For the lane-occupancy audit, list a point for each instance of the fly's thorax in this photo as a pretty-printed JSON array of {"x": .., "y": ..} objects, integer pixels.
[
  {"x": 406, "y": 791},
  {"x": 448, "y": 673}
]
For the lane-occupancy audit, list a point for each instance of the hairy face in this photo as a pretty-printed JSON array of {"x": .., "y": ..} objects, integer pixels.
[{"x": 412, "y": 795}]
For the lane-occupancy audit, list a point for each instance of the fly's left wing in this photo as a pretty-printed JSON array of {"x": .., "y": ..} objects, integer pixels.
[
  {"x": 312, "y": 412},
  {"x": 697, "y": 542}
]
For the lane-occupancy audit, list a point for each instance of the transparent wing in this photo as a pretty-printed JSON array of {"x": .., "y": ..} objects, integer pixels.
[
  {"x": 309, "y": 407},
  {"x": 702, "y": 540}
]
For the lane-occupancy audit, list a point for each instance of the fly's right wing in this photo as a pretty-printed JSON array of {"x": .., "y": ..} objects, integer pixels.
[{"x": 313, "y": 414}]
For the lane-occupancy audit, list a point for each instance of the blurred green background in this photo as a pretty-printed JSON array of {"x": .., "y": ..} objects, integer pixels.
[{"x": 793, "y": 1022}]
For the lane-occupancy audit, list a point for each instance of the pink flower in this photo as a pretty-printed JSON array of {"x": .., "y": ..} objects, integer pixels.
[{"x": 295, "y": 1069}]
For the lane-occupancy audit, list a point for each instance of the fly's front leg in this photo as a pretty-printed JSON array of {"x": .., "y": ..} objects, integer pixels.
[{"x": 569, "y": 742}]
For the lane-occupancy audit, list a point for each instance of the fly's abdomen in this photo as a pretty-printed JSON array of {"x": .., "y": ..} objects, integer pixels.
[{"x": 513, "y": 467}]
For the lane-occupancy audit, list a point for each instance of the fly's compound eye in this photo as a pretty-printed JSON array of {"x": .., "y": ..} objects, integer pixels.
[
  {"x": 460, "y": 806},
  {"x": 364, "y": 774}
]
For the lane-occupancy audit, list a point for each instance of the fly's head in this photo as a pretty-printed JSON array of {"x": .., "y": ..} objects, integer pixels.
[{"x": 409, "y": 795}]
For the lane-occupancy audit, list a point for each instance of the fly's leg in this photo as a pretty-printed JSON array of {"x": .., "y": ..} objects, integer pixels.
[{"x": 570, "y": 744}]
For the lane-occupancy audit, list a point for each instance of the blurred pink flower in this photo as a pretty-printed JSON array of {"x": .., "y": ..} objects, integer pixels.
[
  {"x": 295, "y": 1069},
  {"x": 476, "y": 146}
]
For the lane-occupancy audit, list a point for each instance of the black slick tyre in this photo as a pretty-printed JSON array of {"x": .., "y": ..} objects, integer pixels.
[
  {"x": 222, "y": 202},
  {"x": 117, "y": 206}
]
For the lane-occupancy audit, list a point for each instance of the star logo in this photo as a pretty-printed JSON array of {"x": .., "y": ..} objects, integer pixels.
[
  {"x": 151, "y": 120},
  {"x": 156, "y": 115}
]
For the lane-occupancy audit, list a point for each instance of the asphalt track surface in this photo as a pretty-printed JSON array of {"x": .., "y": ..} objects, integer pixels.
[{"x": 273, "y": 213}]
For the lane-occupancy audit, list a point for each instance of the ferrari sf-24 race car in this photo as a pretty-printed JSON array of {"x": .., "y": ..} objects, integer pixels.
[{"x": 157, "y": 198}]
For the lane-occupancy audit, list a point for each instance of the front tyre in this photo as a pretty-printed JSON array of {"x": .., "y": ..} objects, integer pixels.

_ _ _ _

Print the lines of the entries, exactly, from the one containing "of the ferrari" down to the final line, and leave out all the others.

Solution for this task =>
For the lane-occupancy audit, list a point for each instance of the ferrari sf-24 race car in this photo as a pretty-printed JSON array of {"x": .., "y": ..} objects, integer pixels.
[{"x": 157, "y": 198}]
For the lane-occupancy audit, list a point for each instance of the front tyre in this photo as a pretty-printed JSON array of {"x": .., "y": ..} objects, integer pixels.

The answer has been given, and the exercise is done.